• _COSA FARE_
Riporta il passo dell'estratto del documento da "Bibliografia" fino a "si sta leggendo." compresi, cambiando "paradigma" in "modello".

• _ESTRATTO DEL DOCUMENTO_
UNIVERSITA' DEGLI STUDI DI ROMA "LA SAPIENZA"UNIVERSITA' DEGLI STUDI DI ROMA "LA SAPIENZA"

Apprendimento di significato in reti competitive

FACOLTA' DI PSICOLOGIA
CORSO DI LAUREA IN PSICOLOGIA
INDIRIZZO GENERALE E SPERIMENTALE

A CURA DI
Leandro De Persiis
RELATORE
Eliano Pessa
CORRELATORE
Paolo Renzi

ROMA, 20 marzo 1995


Indice.

Introduzione
PARTE I Il significato
CAPITOLO 1 Il problema del significato
CAPITOLO 2 Considerazioni sul concetto di significato
CAPITOLO 3 La semantica
   
PARTE II Il significato negli organismi artificiali
CAPITOLO 4 Cenni sulle reti neurali
CAPITOLO 5 Artificial Life
CAPITOLO 6 La simulazione
CAPITOLO 7 Conclusioni
 
Bibliografia

 


INTRODUZIONE

Secondo il paradigma dell'Human Information Process, il complesso processo della lettura potrebbe essere visto come una sequenza di analisi di livello via via più complesso, in modo tale che, partendo dalle caratteristiche fisiche dello stimolo, si arrivi al significato di questo. Contemporaneamente si ha modo anche, data la conoscenza che si ha di una data situazione, di influenzare dall'alto, cioè dai livelli più complessi, le decisioni che vengono prese a quelli inferiori, sulle ambiguità a livello semantico, sintattico, o anche fisico che presenta il materiale che si sta leggendo.

Questo paradigma contiene una grande quantità di modelli che si confrontano su vari aspetti di questo processo. I confronti vanno avanti da almeno un paio di decenni, così che c'è un certo accordo su alcuni punti fondamentali e sembra ormai accettato da tutti il modello generale che ho ipersemplificato all'inizio.

Ma nonostante l'analisi che si è fatta dei processi che sottostanno alle varie fasi in cui si è distinto il processo della lettura sembra rimanere fuori il cardine della comprensione: il significato. Infatti a dispetto del fervido dibattito filosofico sul concetto di significato che si è avuto nel nostro secolo in filosofia, la psicologia sembra muoversi ancora senza interrogarsi su di esso ed accettandone di fatto un visione riduttiva che può essere assimilata a quella stoica per cui c'è un isomorfismo tra il linguaggio e la realtà.

• _ESTRATTO DEL DATASET_
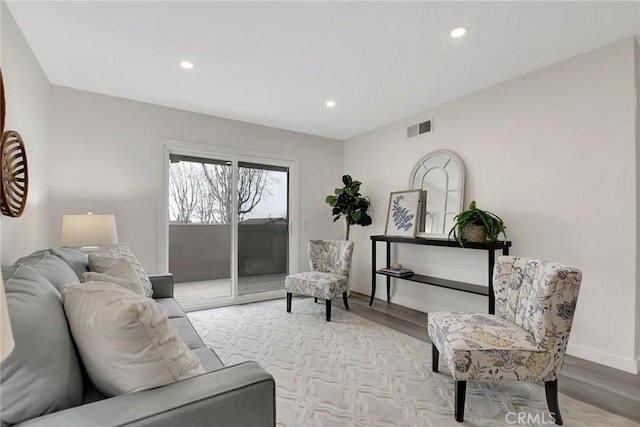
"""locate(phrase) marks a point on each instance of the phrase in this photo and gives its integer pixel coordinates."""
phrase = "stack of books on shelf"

• _RISULTATO_
Bibliografia

 


INTRODUZIONE

Secondo il modello dell'Human Information Process, il complesso processo della lettura potrebbe essere visto come una sequenza di analisi di livello via via più complesso, in modo tale che, partendo dalle caratteristiche fisiche dello stimolo, si arrivi al significato di questo. Contemporaneamente si ha modo anche, data la conoscenza che si ha di una data situazione, di influenzare dall'alto, cioè dai livelli più complessi, le decisioni che vengono prese a quelli inferiori, sulle ambiguità a livello semantico, sintattico, o anche fisico che presenta il materiale che si sta leggendo.